A run of entries
<<<<

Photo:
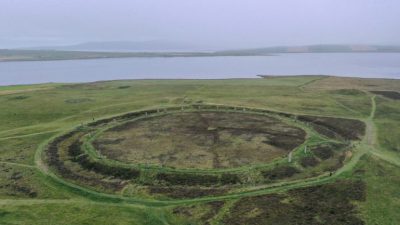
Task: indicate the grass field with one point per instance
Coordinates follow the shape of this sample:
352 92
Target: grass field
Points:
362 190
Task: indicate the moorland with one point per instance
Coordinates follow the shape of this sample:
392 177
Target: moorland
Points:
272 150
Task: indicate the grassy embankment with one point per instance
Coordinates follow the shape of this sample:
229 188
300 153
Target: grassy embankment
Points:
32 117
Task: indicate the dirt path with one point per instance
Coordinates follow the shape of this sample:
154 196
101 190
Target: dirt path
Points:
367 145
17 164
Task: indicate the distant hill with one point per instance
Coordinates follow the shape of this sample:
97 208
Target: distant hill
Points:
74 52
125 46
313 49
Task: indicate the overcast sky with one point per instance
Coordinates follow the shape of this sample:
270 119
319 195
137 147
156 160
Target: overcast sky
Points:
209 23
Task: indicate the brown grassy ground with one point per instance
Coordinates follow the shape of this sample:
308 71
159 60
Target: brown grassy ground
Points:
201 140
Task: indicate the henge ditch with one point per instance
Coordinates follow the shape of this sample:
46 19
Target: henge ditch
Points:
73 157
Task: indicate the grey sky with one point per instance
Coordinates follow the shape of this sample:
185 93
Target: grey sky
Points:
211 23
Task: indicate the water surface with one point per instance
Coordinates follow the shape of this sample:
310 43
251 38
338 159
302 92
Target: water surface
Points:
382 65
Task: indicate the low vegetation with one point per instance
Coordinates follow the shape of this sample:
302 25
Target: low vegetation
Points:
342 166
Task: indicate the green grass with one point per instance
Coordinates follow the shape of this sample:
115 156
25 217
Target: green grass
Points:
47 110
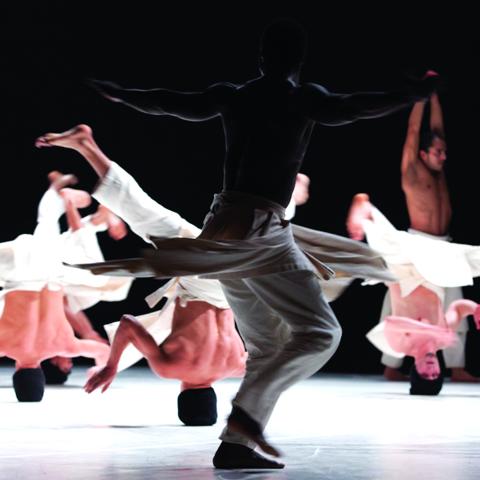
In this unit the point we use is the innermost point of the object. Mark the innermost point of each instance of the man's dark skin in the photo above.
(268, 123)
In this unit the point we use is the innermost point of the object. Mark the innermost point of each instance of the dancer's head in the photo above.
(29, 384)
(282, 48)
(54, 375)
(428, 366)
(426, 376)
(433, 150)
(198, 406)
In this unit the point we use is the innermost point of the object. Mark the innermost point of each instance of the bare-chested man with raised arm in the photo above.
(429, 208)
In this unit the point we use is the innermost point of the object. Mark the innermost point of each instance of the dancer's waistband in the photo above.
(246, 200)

>>>>

● Task statement: Replace every "indicate" with "locate" throughout the entries above, and reproduce the entries with that change alone and the pictures omitted.

● Final answer:
Photo:
Task: locate the grass field with one point per instance
Coordinates follow the shape of this sample:
352 92
Target: grass field
Points:
362 190
Task: locate the moorland with one point per instance
Coordinates follow the shape of this sample:
392 177
Target: moorland
Points:
272 150
Task: locate the grassy embankment with one point per instance
Coordinates follow the shape of this sample:
229 188
300 153
Target: grassy embankment
Points:
32 117
Task: locate the dirt path with one point per instance
Coordinates follow the shape of this sample:
154 196
101 190
Target: dirt path
Points:
367 145
17 164
Task: locate the distant hill with one point per instance
Coordinates follow the shape of this sample:
97 208
Target: distant hill
Points:
74 52
125 46
313 49
Task: locate the overcast sky with one point per instance
Coordinates follow the shape of this sample:
270 119
319 195
137 147
156 160
Target: overcast sky
Points:
209 23
Task: locate the brown grassy ground with one point per instance
Coordinates follow the shape of this sample:
308 71
159 60
Target: brown grassy ground
Points:
201 140
Task: locate the henge ditch with one point per instance
Coordinates follow the shape of this sample:
46 19
Target: henge ditch
Points:
73 157
Task: locate the grey sky with one point per instance
Coordinates follow the shape of this sample:
185 93
Target: grey sky
Points:
211 23
Task: locate the water surface with one point per instance
Coordinates follow the shape of this sample:
310 43
251 38
338 159
302 92
Target: water surface
Points:
382 65
Task: locate the low vegetation with one point per instance
Coordinates follow the shape of this sample:
302 25
Target: low vegetation
Points:
342 166
Task: locate the green grass with one point per instance
Coordinates follow the shape of this sample:
115 156
25 217
Target: green grass
Points:
47 110
In this unit the point we use is the innermost point of the object. Mark the innermost point of each instance of the man's dark skin in the photo above.
(268, 123)
In this unit the point we use is the innermost point of the object. Mark the innermost point of each instance of the dancer's head in the photo above.
(29, 384)
(282, 48)
(54, 375)
(428, 366)
(426, 376)
(433, 150)
(198, 406)
In this unit the point we use is the innermost point of the object. Mark the innermost point of each instance of the bare-chested man with raised arm in the photo above.
(429, 208)
In this unit the point we use is the innermost point of the object. Mark the innermost point of each instance of the dancer's waistband in the photo above.
(246, 200)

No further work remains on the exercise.